▶ _Prompt 1_
The excerpt on universities' pandemic spending says endowments are not savings accounts that colleges can use at will. In one to three sentences, explain why.
▶ _Prompt 2_
Answer these questions from the excerpt on universities' pandemic spending:
(a) Through what date will Stanford maintain income and benefits for contract workers?
(b) What was Stanford's endowment at the end of fiscal 2019?
(c) How much did Penn commit from its reserves toward an emergency grant fund?
▶ _Prompt 3_
Transcribe the excerpt on universities' pandemic spending between "But endowments are" and "influence that decision.", inclusive.

Start of Quoted passage

But this week, Stanford said it would use federal aid from the $2.2 trillion bailout bill, together with its own money, to maintain income and benefits for contract workers through June 15.
“These steps are occurring in the face of a longer-term budget challenge we are facing as an institution, and that challenge is significant,” Stanford Provost Persis Drell wrote in a letter to the university community Tuesday.
Some students are calling on schools to tap their endowments. (Stanford’s was $27.7 billion and U-Va.’s $9.6 billion at the end of fiscal 2019.) Givan, the labor professor, agreed, saying universities too often act as if their reserves and endowments are sacred. The money should be there to spend on needs that are in line with their stated values and mission, she said.
But endowments are not savings accounts that colleges can use at will. Because the majority of the funds are restricted, only investment earnings can usually be used to support operations. The pandemic’s impact on global markets may make schools less willing, and less able, to use that money to bail out workers.
“We’re at a very uncertain time,” Craig Carnaroli, executive vice president and the University of Pennsylvania, said in an interview. “Our donors are not immune. We’re going to see a lower endowment payout more than likely.”
Carnaroli suspects all universities are wrestling with ways to scale back spending, without gutting services or harming people who rely on them. University leaders, he said, would like to avoid staff reductions but the duration of the crisis will influence that decision.
The Ivy League university in Philadelphia tapped its reserves to commit $4 million toward an emergency grant fund for third-party contract workers and employees experiencing financial hardship during the pandemic. Penn also agreed to pay dining hall staff laid off by Bon Appétit through the end of the semester, following union pressure and a student petition that received 8,000 signatures.

End of Quoted passage
Start of Recorded data

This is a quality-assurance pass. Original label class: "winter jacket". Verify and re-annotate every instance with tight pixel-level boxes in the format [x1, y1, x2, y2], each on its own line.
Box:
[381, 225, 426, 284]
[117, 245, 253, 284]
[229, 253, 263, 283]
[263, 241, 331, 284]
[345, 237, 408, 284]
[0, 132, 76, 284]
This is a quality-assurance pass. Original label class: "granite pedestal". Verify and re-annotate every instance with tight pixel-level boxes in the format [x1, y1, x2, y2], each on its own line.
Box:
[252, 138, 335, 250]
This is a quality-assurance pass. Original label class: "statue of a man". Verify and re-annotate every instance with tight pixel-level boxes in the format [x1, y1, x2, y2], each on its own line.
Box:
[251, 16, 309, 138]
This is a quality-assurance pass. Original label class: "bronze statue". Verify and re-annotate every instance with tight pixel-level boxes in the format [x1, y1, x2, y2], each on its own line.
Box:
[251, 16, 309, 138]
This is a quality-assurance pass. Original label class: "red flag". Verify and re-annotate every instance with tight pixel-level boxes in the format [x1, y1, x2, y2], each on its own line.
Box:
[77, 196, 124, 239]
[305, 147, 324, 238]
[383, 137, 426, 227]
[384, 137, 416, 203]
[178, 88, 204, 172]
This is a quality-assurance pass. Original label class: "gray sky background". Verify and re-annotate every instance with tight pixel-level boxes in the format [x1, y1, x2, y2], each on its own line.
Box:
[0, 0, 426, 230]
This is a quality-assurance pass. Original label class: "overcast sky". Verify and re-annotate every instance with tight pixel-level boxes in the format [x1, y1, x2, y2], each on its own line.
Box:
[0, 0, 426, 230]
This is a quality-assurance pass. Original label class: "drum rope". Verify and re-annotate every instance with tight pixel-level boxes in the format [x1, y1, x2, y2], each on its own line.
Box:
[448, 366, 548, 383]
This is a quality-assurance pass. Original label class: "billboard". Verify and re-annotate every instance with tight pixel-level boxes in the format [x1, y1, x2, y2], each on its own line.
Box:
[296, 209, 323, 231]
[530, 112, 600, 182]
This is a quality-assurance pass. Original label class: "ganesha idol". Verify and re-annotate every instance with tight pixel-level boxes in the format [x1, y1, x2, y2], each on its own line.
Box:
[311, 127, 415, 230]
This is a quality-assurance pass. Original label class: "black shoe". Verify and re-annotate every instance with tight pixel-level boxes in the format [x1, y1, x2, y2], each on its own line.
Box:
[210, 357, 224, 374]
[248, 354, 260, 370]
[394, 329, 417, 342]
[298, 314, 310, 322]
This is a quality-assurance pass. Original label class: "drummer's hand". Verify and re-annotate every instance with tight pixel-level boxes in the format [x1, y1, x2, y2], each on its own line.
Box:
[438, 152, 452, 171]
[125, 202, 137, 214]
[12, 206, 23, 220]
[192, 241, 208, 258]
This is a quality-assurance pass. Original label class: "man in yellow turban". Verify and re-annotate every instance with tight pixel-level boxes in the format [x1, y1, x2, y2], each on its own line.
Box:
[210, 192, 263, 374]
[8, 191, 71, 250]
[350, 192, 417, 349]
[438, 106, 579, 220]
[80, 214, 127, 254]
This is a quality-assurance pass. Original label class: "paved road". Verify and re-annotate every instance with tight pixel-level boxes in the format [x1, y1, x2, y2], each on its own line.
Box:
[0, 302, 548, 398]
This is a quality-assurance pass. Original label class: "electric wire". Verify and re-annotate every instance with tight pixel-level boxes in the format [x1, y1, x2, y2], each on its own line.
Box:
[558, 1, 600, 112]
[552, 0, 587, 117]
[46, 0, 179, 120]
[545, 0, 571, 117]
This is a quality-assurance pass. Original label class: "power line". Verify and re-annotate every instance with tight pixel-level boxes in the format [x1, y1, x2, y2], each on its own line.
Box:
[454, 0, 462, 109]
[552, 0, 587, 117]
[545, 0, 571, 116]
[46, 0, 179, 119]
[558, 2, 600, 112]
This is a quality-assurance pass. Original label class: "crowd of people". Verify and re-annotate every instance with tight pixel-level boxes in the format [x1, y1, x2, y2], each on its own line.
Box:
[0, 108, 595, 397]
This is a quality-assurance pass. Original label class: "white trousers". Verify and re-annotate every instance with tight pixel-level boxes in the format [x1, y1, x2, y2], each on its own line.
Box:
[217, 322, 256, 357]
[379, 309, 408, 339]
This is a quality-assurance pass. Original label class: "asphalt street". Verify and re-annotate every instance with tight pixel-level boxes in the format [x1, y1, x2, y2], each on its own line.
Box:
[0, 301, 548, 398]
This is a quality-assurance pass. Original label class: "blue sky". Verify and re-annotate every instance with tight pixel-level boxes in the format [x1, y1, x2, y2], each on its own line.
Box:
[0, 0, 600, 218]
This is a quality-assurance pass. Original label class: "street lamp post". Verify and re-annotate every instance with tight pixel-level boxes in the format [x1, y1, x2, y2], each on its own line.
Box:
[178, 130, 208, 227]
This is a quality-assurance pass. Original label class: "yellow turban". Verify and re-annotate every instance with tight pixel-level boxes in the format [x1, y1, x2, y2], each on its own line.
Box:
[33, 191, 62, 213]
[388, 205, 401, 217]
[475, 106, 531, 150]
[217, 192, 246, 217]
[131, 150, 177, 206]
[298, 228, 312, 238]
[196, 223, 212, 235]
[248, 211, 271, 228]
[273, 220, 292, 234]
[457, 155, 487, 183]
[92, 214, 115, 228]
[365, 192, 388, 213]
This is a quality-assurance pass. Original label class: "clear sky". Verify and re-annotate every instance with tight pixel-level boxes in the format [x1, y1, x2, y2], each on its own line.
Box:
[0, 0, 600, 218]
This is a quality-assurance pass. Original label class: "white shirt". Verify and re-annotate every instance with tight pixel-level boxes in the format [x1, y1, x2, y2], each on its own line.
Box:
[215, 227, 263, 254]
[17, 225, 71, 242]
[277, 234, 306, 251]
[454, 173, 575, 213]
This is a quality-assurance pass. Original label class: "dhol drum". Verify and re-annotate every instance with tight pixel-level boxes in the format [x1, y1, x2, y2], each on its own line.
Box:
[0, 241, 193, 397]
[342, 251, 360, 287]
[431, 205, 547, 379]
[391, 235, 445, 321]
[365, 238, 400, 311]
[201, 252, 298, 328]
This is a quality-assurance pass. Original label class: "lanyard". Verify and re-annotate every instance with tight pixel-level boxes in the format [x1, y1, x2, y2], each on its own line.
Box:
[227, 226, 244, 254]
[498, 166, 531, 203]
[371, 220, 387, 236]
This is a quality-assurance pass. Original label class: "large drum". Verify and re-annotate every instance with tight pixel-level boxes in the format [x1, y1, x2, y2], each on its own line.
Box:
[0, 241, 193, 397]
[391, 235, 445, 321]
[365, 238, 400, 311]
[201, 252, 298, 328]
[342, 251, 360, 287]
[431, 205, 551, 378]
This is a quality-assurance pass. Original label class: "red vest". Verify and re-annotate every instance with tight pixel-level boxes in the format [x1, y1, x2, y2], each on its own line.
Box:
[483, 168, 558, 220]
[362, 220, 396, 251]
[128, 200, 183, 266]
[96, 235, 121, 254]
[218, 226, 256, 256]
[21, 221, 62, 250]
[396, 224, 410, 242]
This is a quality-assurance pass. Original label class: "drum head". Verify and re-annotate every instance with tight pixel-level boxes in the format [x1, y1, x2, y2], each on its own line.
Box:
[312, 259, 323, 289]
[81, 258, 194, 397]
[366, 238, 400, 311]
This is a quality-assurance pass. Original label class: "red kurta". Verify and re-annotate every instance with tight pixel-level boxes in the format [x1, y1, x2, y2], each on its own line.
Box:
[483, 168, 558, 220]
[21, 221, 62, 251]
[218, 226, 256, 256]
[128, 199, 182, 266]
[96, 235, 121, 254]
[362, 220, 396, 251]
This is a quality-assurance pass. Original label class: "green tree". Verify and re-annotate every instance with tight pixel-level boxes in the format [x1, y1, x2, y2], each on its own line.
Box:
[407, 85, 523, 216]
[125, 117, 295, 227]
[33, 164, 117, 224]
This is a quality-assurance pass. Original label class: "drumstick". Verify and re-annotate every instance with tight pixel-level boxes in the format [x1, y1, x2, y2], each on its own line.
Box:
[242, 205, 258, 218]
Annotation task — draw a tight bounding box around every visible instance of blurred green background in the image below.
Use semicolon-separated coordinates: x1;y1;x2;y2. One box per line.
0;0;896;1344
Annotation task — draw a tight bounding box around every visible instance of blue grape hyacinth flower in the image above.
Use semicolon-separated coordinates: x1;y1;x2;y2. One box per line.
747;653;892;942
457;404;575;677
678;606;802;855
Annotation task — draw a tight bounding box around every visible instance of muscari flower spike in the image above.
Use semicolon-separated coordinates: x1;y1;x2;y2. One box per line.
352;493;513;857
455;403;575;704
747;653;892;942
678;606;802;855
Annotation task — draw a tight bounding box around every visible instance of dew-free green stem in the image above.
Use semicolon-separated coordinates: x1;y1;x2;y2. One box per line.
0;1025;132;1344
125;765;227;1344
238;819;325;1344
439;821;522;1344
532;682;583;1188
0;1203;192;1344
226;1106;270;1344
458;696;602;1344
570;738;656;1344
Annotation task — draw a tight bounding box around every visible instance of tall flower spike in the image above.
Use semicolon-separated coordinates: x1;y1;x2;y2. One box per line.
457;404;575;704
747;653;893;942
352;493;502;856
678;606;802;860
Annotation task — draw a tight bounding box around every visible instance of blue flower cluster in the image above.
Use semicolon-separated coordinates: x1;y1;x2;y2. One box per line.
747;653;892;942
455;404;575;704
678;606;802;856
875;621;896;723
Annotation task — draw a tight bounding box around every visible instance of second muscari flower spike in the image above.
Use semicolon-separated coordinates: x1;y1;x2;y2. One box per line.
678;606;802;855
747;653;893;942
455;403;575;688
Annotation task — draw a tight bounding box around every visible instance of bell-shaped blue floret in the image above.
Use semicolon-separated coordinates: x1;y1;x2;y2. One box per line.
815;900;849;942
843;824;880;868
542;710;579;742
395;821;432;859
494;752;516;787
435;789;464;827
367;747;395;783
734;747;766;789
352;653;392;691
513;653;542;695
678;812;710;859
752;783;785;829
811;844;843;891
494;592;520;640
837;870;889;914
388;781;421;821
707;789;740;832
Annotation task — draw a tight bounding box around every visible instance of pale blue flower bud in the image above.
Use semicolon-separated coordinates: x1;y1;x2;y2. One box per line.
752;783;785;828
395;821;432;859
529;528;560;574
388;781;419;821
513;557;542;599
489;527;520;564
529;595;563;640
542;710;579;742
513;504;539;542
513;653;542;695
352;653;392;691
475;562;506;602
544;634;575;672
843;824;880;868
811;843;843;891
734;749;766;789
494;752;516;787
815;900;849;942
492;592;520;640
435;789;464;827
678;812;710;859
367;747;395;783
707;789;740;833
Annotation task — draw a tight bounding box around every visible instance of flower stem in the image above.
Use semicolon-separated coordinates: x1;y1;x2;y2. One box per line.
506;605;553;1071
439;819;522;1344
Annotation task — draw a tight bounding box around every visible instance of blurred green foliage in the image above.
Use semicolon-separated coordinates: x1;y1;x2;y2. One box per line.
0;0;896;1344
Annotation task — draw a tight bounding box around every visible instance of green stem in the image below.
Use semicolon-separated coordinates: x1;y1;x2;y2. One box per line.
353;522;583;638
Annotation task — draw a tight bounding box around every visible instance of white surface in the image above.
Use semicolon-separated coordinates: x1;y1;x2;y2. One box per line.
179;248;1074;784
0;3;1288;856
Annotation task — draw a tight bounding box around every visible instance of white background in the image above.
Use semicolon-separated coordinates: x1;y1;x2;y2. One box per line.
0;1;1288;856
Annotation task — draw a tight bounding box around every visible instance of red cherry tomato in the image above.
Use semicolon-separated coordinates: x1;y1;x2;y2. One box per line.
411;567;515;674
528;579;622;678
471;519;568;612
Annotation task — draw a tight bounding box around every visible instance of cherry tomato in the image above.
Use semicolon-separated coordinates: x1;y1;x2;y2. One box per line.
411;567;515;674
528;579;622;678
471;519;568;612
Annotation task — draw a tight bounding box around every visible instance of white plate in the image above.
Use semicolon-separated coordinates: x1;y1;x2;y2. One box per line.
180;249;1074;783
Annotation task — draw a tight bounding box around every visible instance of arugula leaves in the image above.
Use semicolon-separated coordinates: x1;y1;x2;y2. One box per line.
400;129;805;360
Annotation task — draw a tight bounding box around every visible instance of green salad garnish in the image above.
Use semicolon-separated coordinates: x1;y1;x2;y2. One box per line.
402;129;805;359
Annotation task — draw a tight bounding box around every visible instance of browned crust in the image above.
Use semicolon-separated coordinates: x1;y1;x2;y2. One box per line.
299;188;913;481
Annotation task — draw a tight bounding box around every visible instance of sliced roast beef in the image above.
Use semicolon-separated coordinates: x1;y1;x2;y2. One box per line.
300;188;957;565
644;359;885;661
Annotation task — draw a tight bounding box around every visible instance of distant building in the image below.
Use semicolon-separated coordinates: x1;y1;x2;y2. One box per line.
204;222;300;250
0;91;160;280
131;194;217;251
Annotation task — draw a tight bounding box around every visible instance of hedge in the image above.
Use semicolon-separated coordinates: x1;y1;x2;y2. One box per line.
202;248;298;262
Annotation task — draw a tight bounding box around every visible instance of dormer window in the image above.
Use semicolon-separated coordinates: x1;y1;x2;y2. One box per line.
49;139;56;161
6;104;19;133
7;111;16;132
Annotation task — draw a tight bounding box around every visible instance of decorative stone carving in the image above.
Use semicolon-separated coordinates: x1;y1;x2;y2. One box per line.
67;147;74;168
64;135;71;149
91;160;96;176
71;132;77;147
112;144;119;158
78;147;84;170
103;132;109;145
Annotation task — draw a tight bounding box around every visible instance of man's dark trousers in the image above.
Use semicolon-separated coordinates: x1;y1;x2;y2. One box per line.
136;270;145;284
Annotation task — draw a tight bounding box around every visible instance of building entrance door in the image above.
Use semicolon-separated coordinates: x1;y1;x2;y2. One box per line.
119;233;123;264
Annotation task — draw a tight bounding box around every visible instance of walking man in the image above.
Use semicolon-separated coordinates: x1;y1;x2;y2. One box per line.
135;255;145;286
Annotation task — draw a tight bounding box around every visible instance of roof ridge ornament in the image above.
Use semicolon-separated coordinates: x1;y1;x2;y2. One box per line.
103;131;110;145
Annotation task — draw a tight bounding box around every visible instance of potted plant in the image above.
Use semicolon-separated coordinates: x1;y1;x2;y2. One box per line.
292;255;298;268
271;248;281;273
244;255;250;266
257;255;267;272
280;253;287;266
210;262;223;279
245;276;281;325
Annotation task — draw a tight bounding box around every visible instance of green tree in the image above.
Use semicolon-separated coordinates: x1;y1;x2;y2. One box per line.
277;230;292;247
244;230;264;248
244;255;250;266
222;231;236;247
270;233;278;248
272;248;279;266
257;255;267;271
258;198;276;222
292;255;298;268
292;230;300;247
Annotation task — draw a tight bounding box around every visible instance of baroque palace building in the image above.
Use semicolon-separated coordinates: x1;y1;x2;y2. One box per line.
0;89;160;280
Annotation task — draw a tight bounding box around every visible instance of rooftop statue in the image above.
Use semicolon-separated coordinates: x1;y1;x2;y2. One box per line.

End of Recorded data

▶ _Task answer 1_
Most endowment funds are restricted, so usually only the investment earnings can go toward operations. The pandemic's effect on global markets may also make schools less willing and less able to use that money to help workers.

▶ _Task answer 2_
(a) June 15
(b) $27.7 billion
(c) $4 million

▶ _Task answer 3_
But endowments are not savings accounts that colleges can use at will. Because the majority of the funds are restricted, only investment earnings can usually be used to support operations. The pandemic’s impact on global markets may make schools less willing, and less able, to use that money to bail out workers.
“We’re at a very uncertain time,” Craig Carnaroli, executive vice president and the University of Pennsylvania, said in an interview. “Our donors are not immune. We’re going to see a lower endowment payout more than likely.”
Carnaroli suspects all universities are wrestling with ways to scale back spending, without gutting services or harming people who rely on them. University leaders, he said, would like to avoid staff reductions but the duration of the crisis will influence that decision.